[Begin RECORDS SUPPLIED]
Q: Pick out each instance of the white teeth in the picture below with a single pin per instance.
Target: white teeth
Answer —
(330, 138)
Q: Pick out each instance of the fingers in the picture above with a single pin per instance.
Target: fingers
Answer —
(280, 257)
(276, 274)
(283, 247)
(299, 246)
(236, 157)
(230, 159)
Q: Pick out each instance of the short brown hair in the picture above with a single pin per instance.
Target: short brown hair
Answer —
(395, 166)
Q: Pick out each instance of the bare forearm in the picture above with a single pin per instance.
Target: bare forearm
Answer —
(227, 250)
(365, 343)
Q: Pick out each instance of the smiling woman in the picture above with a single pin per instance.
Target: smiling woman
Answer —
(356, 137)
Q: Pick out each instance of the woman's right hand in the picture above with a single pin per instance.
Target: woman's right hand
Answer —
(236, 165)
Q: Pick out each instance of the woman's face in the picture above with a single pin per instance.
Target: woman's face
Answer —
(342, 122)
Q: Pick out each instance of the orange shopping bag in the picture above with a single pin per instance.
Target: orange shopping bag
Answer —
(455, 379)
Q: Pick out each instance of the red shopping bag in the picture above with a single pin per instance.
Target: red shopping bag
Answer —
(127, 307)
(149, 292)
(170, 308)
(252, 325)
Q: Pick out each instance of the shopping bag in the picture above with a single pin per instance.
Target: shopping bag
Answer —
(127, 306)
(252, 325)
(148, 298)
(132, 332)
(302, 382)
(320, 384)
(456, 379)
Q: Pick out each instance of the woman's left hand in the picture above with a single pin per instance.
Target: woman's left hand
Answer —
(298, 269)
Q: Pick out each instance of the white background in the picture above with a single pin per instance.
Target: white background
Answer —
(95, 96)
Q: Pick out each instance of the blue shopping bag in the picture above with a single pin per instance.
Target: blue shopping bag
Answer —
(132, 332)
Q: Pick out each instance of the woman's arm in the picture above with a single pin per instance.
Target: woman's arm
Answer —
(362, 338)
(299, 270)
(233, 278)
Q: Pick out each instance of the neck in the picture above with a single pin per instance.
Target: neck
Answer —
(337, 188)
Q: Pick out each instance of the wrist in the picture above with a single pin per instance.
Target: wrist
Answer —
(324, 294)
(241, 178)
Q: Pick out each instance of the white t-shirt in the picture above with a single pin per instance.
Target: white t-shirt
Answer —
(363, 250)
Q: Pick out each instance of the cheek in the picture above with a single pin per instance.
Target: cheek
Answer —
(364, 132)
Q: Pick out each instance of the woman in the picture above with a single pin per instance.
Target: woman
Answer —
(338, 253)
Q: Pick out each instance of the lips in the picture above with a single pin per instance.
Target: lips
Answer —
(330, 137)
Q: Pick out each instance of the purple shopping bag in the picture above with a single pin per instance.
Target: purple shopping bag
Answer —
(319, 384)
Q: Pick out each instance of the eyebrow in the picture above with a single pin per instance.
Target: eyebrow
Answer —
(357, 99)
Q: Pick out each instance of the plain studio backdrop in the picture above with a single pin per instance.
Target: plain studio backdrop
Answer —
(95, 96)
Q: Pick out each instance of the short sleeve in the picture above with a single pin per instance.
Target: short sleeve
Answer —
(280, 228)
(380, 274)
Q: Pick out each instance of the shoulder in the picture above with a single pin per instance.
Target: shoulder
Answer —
[End RECORDS SUPPLIED]
### DIRECTIVE
Recopy the entries above in their entirety, exactly.

### FINISHED EXERCISE
Q: Pick out each instance of the white teeth in the picture below with a single pin per instance.
Target: white teeth
Answer —
(330, 138)
Q: Pick out each instance of the fingers in the picture above with a single pin per instance.
Target: fingers
Answer —
(280, 257)
(276, 274)
(283, 247)
(299, 246)
(236, 157)
(230, 159)
Q: Pick out each instance of the short brown hair in the picture above with a single pin per instance.
Target: short brown hair
Answer —
(395, 166)
Q: Pick out each instance of the bare forearm in the picture above with a single pin per instance.
Target: bare forearm
Answer —
(227, 250)
(365, 343)
Q: Pick out each instance of the smiling woman in the picture above with a single pin per instance.
Target: smiling woman
Answer —
(356, 137)
Q: Pick out each instance of the woman's right hand in the picture above with a single pin per instance.
Target: woman's right hand
Answer —
(236, 165)
Q: Pick out each instance of the woman's face in the picture above with a single pin per instance.
Target: woman's face
Answer —
(342, 122)
Q: Pick out each instance of the orange shopping bag in the picture above with a single pin per instance.
Target: orange shopping bag
Answer —
(455, 379)
Q: Pick out each instance of the red shopping bag in the picture above with a single pin per instance.
Target: red shopping bag
Answer —
(127, 307)
(149, 292)
(170, 308)
(252, 325)
Q: Pick out each instance of the shopping bag in the picture above with a single pin per instance.
Target: shopping bag
Answer —
(127, 306)
(252, 325)
(148, 298)
(132, 332)
(302, 382)
(320, 384)
(456, 379)
Q: Pick out each instance of the woman's left hand in the picture above with a single pin per instance.
Target: woman's left hand
Answer —
(298, 269)
Q: Pick out each instance of the white background in the picture above with a single pin per instance.
Target: white background
Answer —
(95, 96)
Q: Pick out each instance of the blue shopping bag in the picture above with a single pin per instance.
Target: blue shopping bag
Answer —
(132, 332)
Q: Pick out each instance of the woman's arm in the picture above with a single pin per instance.
Target: woman's arm
Answer —
(362, 338)
(299, 270)
(233, 278)
Q: Pick out each instance of the neck in the picture above with a single pin per instance.
Target: neck
Answer —
(337, 188)
Q: Pick out each instance of the wrist in the picture above with a single pin per instance.
Target: wrist
Answer —
(324, 294)
(241, 178)
Q: Pick out each instance of the white t-shirt in the picture above with a single pin per instance.
Target: white t-shirt
Answer —
(363, 250)
Q: Pick out each instance of the cheek in the picture above with a single pin per instance.
Target: cheek
Answer —
(364, 132)
Q: Pick out each instance of the woman in the picture above with a single pin per instance.
Target: woman
Answer —
(338, 253)
Q: Pick out each instance of the lips in the picture above with a single pin per instance.
Target: lips
Answer —
(330, 137)
Q: Pick out each instance of the purple shopping bag in the picture above with a single pin per instance.
Target: purple shopping bag
Answer —
(319, 384)
Q: Pick out each instance of the eyebrow in the picture above with a single pin per instance.
Target: eyebrow
Answer —
(357, 99)
Q: Pick out each instance of the plain studio backdrop in the picture above with a single pin per instance.
Target: plain studio backdrop
Answer —
(95, 96)
Q: Pick out each instance of the short sleeve in the picture above with a single pin per instance.
Target: short sleeve
Answer —
(280, 228)
(380, 274)
Q: Pick out each instance of the shoulder in the picture above with a single pin per instance.
Target: shoulder
Answer —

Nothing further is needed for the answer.